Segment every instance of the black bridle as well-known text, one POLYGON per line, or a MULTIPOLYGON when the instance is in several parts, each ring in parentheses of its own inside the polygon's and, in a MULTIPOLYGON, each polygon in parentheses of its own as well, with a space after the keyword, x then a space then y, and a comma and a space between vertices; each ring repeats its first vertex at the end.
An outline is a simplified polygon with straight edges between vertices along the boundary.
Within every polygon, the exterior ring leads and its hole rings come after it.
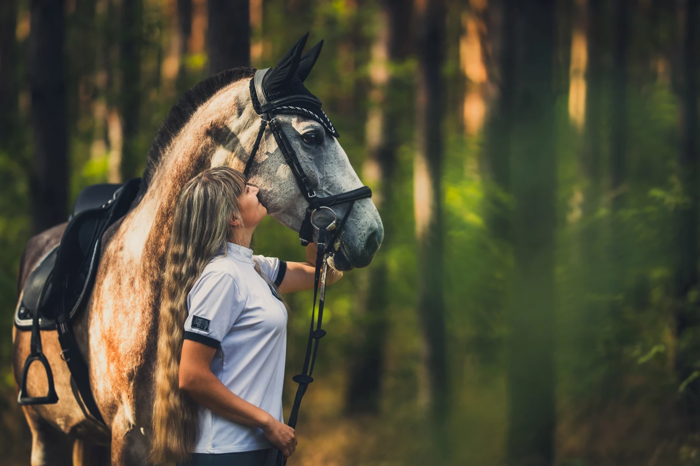
MULTIPOLYGON (((299 414, 299 407, 301 405, 302 398, 306 393, 309 384, 314 381, 314 378, 311 376, 314 371, 314 363, 316 362, 316 356, 318 350, 318 340, 325 335, 326 330, 321 328, 323 318, 323 303, 326 297, 326 278, 328 272, 328 256, 332 254, 332 246, 336 240, 340 235, 340 232, 345 226, 350 212, 356 201, 372 197, 372 190, 368 186, 363 186, 357 189, 348 191, 340 194, 335 194, 328 197, 318 197, 316 194, 316 191, 311 185, 309 177, 304 172, 301 163, 299 162, 299 157, 289 140, 282 130, 279 121, 274 117, 276 113, 298 113, 304 116, 308 116, 318 121, 331 133, 337 134, 335 132, 330 120, 326 117, 326 114, 321 110, 321 101, 312 96, 307 95, 293 95, 284 96, 281 99, 268 101, 262 86, 262 80, 272 68, 258 70, 253 79, 251 80, 251 99, 253 101, 253 108, 255 112, 262 119, 260 129, 258 131, 258 136, 255 138, 255 144, 251 150, 251 155, 246 163, 246 168, 244 170, 244 175, 247 177, 253 166, 253 161, 258 152, 260 141, 265 133, 265 129, 269 126, 274 140, 279 147, 280 152, 287 165, 292 170, 292 174, 297 182, 299 189, 306 199, 308 206, 306 209, 306 214, 304 220, 302 221, 301 228, 299 230, 299 239, 301 240, 302 246, 306 246, 314 240, 312 228, 318 230, 318 241, 316 246, 316 270, 314 273, 314 304, 312 308, 311 328, 309 330, 309 342, 307 344, 306 356, 304 358, 304 367, 302 373, 295 375, 292 379, 299 384, 297 388, 297 394, 294 398, 294 404, 292 406, 291 414, 289 416, 288 425, 291 428, 295 428, 297 423, 297 417, 299 414), (300 105, 312 105, 317 109, 317 112, 312 112, 300 105), (326 121, 318 116, 321 113, 326 117, 326 121), (337 216, 330 207, 333 205, 349 203, 345 214, 343 215, 340 223, 336 224, 337 216), (321 210, 328 209, 332 212, 334 220, 324 227, 318 227, 313 221, 314 214, 321 210), (330 237, 329 237, 330 235, 330 237), (314 317, 316 312, 316 301, 318 299, 318 318, 316 321, 316 329, 314 328, 314 317), (315 340, 315 341, 314 341, 315 340), (313 347, 313 350, 312 350, 313 347)), ((281 451, 278 451, 277 463, 282 463, 283 455, 281 451)), ((284 461, 286 464, 286 460, 284 461)))

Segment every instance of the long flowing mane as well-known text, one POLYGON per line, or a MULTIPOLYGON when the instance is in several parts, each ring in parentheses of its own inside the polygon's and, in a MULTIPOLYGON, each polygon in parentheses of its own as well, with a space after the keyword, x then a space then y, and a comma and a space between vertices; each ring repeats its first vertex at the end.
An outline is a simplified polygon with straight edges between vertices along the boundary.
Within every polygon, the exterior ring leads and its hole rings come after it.
POLYGON ((180 133, 197 110, 220 89, 236 81, 252 78, 255 72, 254 68, 247 67, 233 68, 222 71, 199 82, 187 91, 172 106, 170 113, 163 120, 150 145, 141 189, 132 207, 141 202, 170 143, 180 133))

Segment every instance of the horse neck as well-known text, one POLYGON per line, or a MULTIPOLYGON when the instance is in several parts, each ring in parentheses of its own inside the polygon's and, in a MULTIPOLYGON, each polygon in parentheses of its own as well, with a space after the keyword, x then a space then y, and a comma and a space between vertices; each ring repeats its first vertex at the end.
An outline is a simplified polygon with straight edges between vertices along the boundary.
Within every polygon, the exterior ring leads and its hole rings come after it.
MULTIPOLYGON (((241 126, 241 115, 245 112, 238 112, 241 99, 237 98, 236 89, 232 89, 237 86, 241 87, 240 83, 234 83, 222 89, 195 112, 163 152, 153 181, 139 205, 140 217, 146 222, 150 220, 144 253, 149 258, 148 275, 153 280, 160 279, 165 265, 175 205, 182 187, 212 165, 222 164, 213 163, 214 159, 221 156, 221 141, 216 135, 230 127, 235 131, 241 126), (232 122, 231 115, 238 117, 232 122)), ((233 158, 232 151, 225 152, 228 153, 228 159, 233 158)), ((227 161, 227 165, 236 167, 235 161, 227 161)))

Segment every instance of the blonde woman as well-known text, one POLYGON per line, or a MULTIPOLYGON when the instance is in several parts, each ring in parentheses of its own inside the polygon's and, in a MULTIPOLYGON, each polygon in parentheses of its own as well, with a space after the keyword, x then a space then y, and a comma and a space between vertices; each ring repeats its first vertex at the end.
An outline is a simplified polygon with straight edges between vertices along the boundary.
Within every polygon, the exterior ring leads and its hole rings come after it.
MULTIPOLYGON (((286 293, 314 286, 307 263, 250 249, 267 210, 228 167, 183 188, 164 274, 150 460, 190 466, 262 465, 297 445, 282 416, 286 293)), ((328 283, 340 273, 330 272, 328 283)))

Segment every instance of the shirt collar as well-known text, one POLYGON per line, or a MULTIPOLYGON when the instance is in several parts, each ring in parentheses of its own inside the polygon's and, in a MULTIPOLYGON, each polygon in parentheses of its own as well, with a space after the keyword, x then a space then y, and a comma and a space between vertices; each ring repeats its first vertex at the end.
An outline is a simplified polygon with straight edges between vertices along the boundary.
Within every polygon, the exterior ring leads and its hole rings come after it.
POLYGON ((233 257, 241 262, 253 263, 253 249, 237 245, 234 242, 226 242, 226 251, 233 257))

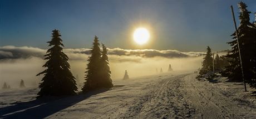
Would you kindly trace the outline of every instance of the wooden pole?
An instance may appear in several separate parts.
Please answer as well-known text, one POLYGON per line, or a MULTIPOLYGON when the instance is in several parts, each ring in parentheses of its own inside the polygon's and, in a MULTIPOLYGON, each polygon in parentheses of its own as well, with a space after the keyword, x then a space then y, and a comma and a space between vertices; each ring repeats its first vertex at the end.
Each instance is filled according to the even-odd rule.
POLYGON ((213 53, 213 71, 214 73, 214 53, 213 53))
POLYGON ((244 90, 246 92, 247 91, 247 90, 246 89, 245 80, 244 80, 244 70, 243 69, 243 64, 242 64, 243 63, 242 63, 242 58, 241 58, 241 52, 240 51, 239 42, 238 40, 238 35, 237 33, 237 23, 235 22, 235 15, 234 14, 234 10, 233 9, 233 6, 231 6, 230 8, 231 8, 231 11, 232 12, 233 20, 234 21, 234 24, 235 24, 235 35, 237 36, 237 47, 238 48, 238 51, 239 53, 240 64, 241 65, 241 70, 242 70, 242 76, 243 78, 243 80, 244 80, 244 90))

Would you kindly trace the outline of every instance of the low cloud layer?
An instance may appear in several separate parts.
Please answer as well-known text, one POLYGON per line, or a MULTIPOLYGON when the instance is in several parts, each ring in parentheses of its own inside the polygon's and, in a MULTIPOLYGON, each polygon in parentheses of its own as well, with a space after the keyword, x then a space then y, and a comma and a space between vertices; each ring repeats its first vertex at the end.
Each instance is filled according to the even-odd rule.
MULTIPOLYGON (((86 60, 86 55, 90 54, 90 49, 65 49, 64 52, 71 60, 86 60)), ((140 58, 131 59, 127 56, 140 58, 163 57, 166 58, 188 58, 202 55, 203 52, 181 52, 176 50, 158 50, 154 49, 130 50, 121 48, 108 49, 108 54, 114 61, 139 62, 140 58), (116 55, 117 59, 114 59, 116 55)), ((0 60, 9 59, 28 58, 29 57, 43 58, 46 50, 31 46, 0 46, 0 60)))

# Task instructions
Reproduce the lines of the items above, beginning at the line that has "the wooden pole?" and stopping after the line that has "POLYGON ((213 53, 213", substituting "fence post" for "wooden pole" and leaving everything else unchanged.

# Result of the exercise
Would you kindly trace the outline of every instance of the fence post?
An instance may appear in several separate parts.
Please answer as well-known text, one POLYGON per line, or a MULTIPOLYGON when the instance is in several parts, each ring in parentheses of its own inside the polygon's and, in a MULTIPOLYGON, each polygon in parentheses of its own as well, with a space after the keyword, x then a space then y, and a comma and a space between vertices; each ring repeats its first vertex at the end.
Each instance is filled according to the even-odd rule.
POLYGON ((213 53, 213 71, 214 73, 214 53, 213 53))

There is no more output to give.